> [What to produce]
Which lines in the records below contain the string "toggle"? Gather every such line, treating uppercase and lowercase as different.
··········
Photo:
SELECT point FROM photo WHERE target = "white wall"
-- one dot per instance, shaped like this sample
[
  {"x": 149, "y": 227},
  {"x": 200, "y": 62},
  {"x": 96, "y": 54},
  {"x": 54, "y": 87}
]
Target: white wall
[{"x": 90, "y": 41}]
··········
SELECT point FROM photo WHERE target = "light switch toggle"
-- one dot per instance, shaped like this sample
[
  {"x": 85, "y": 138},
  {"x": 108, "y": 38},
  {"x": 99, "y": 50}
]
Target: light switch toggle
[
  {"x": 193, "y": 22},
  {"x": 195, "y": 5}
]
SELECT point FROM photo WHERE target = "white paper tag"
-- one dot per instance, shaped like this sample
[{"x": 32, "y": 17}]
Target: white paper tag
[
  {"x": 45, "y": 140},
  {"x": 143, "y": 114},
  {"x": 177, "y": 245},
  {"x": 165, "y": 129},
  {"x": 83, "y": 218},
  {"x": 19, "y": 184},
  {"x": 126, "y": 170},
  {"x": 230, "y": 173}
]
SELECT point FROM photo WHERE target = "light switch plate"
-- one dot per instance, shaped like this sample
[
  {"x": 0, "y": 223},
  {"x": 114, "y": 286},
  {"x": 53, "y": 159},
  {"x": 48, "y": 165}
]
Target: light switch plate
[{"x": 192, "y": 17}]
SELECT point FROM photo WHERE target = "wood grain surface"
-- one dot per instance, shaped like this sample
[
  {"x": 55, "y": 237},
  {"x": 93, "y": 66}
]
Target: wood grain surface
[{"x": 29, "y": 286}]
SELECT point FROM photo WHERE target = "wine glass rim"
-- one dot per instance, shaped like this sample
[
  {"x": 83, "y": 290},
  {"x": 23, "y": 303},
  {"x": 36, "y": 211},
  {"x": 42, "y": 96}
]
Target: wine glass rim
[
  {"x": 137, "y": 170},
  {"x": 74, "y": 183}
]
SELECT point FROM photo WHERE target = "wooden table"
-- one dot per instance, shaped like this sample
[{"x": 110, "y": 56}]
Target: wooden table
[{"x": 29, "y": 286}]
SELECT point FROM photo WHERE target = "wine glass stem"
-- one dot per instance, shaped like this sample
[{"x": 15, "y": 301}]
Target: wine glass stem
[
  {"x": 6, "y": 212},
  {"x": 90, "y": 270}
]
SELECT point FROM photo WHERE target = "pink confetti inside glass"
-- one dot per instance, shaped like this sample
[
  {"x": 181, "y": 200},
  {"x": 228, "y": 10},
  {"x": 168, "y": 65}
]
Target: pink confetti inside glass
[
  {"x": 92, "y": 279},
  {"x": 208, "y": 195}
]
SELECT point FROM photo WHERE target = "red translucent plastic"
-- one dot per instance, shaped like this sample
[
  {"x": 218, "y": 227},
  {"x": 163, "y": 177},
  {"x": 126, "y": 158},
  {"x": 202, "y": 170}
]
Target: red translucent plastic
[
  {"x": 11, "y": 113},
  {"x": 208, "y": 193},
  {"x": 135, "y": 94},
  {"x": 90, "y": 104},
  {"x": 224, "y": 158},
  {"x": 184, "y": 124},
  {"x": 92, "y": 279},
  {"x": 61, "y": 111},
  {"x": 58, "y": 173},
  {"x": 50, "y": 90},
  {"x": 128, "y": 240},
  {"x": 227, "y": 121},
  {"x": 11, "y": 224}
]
··········
> [Correct output]
SELECT point FROM photo WHERE target = "light switch toggle"
Target: light switch toggle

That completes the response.